What is being asked =
Extract exactly and only the lines of the data below, starting at the line with "Could you point at the tropical" and stopping after the final line.

Excerpts from point annotation data:
......

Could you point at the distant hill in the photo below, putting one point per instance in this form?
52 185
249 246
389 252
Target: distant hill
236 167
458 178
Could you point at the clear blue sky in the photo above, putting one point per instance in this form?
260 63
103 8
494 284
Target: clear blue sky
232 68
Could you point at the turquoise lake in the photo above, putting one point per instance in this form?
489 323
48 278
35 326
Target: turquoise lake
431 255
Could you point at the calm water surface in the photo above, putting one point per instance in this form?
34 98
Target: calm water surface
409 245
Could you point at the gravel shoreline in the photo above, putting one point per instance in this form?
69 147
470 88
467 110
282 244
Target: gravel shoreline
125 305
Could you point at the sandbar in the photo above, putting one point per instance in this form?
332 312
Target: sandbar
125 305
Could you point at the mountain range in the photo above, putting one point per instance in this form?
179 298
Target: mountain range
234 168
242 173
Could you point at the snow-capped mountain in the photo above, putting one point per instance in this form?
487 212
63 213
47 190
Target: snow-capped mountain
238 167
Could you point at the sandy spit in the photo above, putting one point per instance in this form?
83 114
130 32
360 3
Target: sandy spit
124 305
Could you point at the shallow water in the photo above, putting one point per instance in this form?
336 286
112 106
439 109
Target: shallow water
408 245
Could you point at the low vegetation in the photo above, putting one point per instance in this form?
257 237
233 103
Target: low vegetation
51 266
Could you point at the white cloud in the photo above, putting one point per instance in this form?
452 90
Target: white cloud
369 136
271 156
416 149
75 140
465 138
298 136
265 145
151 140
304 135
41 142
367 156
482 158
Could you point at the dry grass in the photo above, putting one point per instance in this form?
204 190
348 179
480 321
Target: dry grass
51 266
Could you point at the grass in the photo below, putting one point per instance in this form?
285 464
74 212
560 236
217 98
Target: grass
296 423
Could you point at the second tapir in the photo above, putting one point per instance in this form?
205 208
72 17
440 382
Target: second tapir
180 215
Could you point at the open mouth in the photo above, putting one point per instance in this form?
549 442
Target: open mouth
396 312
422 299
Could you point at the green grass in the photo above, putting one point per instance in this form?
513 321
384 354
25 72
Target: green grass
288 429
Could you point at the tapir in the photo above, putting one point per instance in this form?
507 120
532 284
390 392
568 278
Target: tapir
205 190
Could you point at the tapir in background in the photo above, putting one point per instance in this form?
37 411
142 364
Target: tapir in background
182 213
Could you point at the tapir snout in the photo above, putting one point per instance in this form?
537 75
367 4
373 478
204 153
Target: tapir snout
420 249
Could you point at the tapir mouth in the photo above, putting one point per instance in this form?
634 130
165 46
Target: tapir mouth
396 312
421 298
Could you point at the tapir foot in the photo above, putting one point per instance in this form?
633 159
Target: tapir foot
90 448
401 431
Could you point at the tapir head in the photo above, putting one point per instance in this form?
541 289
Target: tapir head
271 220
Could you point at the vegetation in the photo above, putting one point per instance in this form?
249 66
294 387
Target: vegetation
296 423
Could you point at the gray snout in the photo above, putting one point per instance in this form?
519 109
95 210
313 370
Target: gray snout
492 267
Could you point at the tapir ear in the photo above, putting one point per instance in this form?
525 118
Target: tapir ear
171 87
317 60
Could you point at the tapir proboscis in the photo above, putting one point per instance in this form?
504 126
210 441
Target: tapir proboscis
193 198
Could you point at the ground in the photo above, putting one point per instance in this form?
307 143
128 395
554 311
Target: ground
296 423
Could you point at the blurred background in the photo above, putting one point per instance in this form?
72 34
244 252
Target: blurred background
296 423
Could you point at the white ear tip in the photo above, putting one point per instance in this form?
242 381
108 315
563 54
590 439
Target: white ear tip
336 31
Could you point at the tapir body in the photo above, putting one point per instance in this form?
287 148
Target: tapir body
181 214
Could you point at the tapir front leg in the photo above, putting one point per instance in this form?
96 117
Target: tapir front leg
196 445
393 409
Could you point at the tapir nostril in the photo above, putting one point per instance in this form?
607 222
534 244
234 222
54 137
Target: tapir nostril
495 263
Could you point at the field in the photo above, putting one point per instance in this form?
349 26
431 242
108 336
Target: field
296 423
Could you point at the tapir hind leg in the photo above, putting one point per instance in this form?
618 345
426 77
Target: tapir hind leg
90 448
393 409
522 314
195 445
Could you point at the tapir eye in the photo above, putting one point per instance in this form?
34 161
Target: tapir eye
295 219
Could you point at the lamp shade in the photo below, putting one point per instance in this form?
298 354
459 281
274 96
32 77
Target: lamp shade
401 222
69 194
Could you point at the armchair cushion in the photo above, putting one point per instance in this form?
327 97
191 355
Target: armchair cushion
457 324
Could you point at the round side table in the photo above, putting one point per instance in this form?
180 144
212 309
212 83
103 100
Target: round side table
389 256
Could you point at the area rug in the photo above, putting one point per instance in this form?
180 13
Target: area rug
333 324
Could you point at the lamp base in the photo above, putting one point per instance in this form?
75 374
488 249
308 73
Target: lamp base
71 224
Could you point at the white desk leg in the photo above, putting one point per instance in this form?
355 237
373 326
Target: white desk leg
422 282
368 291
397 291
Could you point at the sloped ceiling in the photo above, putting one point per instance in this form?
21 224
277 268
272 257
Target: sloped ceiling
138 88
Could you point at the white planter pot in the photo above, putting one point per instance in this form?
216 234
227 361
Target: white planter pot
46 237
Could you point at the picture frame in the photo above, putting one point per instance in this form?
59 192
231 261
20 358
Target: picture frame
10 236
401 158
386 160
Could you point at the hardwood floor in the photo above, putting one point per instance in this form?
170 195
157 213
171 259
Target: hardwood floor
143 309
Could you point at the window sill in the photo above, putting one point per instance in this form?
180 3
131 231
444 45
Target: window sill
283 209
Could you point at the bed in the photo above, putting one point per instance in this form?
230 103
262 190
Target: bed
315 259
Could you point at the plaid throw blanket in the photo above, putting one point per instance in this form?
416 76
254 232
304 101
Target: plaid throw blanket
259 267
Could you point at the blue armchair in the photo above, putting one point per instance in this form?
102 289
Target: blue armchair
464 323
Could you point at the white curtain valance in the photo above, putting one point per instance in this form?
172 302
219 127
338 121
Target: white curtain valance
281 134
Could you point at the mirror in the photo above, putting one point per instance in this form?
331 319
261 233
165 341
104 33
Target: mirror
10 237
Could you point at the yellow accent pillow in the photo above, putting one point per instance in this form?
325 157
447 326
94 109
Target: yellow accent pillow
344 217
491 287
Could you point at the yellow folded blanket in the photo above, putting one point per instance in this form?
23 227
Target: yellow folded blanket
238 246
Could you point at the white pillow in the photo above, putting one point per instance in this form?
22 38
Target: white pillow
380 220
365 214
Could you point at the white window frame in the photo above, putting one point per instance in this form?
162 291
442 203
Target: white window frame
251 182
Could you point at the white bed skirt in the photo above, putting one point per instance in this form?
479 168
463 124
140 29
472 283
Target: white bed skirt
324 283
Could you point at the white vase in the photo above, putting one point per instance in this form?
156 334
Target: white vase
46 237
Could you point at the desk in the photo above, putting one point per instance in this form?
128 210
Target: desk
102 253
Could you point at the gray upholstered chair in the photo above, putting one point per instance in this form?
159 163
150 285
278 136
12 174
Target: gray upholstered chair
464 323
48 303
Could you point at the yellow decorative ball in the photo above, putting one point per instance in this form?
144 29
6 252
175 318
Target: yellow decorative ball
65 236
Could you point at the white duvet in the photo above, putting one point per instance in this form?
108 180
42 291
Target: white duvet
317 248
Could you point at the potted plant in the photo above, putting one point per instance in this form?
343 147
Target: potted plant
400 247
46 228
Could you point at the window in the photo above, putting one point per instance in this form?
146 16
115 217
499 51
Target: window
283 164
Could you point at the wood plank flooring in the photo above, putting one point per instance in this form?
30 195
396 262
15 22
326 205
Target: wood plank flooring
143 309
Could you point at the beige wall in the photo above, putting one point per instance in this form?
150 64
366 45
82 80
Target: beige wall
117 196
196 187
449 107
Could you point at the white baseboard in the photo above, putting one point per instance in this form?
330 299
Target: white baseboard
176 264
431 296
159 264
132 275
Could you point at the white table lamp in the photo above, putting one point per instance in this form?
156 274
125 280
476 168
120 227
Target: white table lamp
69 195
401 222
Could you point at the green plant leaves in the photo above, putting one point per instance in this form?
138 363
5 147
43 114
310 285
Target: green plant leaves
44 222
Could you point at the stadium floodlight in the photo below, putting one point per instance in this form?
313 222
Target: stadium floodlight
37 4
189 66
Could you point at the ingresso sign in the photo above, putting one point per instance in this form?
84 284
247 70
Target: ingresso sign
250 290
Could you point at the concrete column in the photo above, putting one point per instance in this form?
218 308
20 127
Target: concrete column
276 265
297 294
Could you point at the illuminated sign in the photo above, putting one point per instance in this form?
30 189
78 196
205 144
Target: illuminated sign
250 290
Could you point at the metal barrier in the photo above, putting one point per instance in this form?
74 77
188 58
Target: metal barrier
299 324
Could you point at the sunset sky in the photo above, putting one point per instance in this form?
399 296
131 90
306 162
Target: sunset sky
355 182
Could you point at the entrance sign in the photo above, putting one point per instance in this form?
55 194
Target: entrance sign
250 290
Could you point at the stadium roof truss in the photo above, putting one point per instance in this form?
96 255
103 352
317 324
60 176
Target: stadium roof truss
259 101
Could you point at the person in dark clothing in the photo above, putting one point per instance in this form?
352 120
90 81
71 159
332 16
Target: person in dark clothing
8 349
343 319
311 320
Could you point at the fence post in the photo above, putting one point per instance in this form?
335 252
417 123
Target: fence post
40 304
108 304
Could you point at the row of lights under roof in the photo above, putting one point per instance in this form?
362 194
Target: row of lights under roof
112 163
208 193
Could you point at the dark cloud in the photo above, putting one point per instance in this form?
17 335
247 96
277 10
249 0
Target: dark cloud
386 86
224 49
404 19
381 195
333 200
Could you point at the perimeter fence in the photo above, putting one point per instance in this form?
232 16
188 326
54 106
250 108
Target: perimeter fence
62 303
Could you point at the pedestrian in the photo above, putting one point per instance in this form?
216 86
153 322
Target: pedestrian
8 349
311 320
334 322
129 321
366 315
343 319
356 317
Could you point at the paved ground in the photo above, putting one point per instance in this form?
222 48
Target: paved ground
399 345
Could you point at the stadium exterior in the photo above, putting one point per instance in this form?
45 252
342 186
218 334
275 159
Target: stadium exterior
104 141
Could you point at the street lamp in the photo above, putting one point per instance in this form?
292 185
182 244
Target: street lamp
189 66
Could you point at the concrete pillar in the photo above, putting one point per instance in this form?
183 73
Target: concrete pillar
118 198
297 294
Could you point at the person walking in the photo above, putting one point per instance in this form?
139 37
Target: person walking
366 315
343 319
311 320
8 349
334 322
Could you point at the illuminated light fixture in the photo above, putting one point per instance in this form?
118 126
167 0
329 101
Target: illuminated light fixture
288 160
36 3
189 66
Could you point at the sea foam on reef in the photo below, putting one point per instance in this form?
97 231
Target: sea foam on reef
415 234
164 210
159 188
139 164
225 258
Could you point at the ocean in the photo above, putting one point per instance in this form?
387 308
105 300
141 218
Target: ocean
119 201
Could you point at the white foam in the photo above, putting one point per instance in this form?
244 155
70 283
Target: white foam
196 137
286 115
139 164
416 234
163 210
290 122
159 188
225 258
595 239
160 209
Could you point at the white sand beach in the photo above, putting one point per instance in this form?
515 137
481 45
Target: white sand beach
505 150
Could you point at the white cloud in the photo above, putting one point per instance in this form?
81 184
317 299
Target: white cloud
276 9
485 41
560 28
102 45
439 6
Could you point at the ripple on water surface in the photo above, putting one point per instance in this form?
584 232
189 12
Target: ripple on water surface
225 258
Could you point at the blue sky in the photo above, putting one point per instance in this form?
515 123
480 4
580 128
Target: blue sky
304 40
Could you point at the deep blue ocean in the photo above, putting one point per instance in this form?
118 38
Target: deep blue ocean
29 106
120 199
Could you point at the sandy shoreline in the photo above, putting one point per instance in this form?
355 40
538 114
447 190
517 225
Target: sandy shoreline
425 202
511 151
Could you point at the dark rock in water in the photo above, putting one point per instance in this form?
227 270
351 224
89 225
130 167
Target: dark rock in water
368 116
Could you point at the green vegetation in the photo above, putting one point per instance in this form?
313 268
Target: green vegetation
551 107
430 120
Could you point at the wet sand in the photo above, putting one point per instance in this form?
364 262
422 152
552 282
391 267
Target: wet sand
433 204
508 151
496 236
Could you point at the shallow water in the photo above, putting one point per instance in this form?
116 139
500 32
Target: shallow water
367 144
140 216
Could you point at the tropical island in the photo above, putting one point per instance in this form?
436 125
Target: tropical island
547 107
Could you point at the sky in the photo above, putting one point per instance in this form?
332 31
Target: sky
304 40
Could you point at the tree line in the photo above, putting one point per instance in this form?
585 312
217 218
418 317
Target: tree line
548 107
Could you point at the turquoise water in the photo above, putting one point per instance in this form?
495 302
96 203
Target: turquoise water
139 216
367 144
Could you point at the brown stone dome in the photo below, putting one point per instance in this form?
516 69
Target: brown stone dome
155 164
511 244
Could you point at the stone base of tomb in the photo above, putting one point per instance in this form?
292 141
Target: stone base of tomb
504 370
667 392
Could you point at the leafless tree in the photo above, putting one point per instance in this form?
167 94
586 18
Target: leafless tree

......

Correct result =
Could you point at the tropical island in the photo above, putting one point per instance in this form?
436 125
Target: tropical island
547 107
Could you point at the sky in the photo above, putting one point per instance in this form?
332 31
Target: sky
304 40
Could you point at the tree line in the photo above, putting one point per instance in this form?
585 312
217 218
418 317
Target: tree line
548 107
Could you point at the turquoise water in the photo above, putting one point per instance in this form?
495 302
96 203
Target: turquoise water
139 216
367 144
Could you point at the brown stone dome in the photo below, putting one point per instance in this form?
516 69
Target: brown stone dome
155 164
511 244
Could you point at the stone base of tomb in the photo above, putting one point per instance in this form?
292 141
Target: stone base of tomb
504 370
667 392
Could you point at the leafless tree in the photo above, putting one point per instance in this form?
167 94
586 18
Target: leafless tree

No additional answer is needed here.